WORK ITEM -> Every record below is to be retyped exactly.

──────── EXERCISE INPUTS ────────

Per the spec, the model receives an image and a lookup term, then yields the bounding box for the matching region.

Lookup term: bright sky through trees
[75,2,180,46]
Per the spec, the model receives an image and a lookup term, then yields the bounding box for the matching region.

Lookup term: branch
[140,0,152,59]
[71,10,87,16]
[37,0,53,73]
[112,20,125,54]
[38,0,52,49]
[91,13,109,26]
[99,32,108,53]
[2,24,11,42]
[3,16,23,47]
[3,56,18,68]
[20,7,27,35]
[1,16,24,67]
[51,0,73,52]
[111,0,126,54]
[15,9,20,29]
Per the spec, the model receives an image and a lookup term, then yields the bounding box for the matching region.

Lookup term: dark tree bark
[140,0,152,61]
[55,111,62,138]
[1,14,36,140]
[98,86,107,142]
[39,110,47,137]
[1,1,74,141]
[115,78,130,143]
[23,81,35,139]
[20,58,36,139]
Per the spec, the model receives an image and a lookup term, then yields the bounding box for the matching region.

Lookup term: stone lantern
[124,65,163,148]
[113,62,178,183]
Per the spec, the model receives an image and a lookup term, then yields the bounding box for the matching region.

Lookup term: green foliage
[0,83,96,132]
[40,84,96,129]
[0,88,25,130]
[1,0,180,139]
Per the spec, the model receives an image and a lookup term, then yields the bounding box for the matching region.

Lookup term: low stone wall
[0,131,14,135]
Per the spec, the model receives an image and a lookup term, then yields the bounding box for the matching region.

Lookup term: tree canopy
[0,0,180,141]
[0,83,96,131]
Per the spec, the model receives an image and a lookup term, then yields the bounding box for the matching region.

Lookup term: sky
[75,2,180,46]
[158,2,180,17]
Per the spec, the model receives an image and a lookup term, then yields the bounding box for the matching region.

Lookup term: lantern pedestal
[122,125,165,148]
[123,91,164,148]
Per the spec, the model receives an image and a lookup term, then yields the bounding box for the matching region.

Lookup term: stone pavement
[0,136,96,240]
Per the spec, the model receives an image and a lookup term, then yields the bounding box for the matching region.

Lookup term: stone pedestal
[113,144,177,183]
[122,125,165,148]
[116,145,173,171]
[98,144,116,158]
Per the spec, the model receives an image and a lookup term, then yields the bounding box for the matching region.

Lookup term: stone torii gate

────────

REPLY ->
Per the spec, the model receives an image and a lookup term, then yields the bounding box for the matching region.

Lookup term: bright sky through trees
[75,2,180,46]
Per the spec, the model receives an image and a lookup term, then yields the bounding box for the matching region.

Lookup term: branch
[140,0,152,59]
[71,10,87,16]
[37,0,53,73]
[112,20,125,54]
[38,0,52,49]
[91,13,109,26]
[99,32,108,53]
[2,24,11,42]
[3,16,23,47]
[3,56,18,68]
[20,7,27,35]
[1,16,24,67]
[51,0,73,52]
[111,0,126,54]
[15,9,20,29]
Per the spec, the model receives an image and a lookup term, then yields the bounding box for the matching region.

Lookup term: dark tree bark
[140,0,152,61]
[55,111,62,138]
[1,14,36,140]
[98,86,107,142]
[39,110,47,137]
[1,1,74,141]
[115,78,130,143]
[23,81,35,139]
[20,58,36,139]
Per the spec, the model receives an image and a lookup term, then yields the bounding box for the matching region.

Lookup term: stone lantern
[124,65,163,148]
[113,62,178,183]
Per the spec, the model receives an image and a lookup term, then yields the bounding box for the matching region.

Lookup term: green foliage
[0,83,96,132]
[40,84,96,129]
[0,88,25,130]
[1,0,180,139]
Per the spec, the model receives an image and a lookup term, then yields the bounding box for the matching region.

Lookup term: low stone wall
[0,131,14,135]
Per the spec, the model receives an image and a lookup term, then yields the bounding box for the matching region.

Lookup term: tree canopy
[0,0,180,141]
[0,83,96,131]
Per the spec, the model receives an image and a lookup term, then yields the bounding box for the matching region.

Lookup term: sky
[75,2,180,46]
[158,2,180,17]
Per the spec, the model receives an image and a lookup term, then yields the bounding box for the matching region.

Lookup term: lantern pedestal
[122,125,165,148]
[123,91,164,148]
Per the spec, the model receives an image and a lookup term, then yields the bounding box for the matching region.

Lookup term: stone pavement
[0,136,96,240]
Per the spec, the model receives an image and a lookup term, then yields the bounding box for the matching region.

Lookup term: stone pedestal
[113,144,177,183]
[122,125,165,148]
[116,145,173,171]
[98,144,116,158]
Per the spec, the model receives an image and a lookup term, then yields the bounding box for the matching region.

Lookup term: stone torii gate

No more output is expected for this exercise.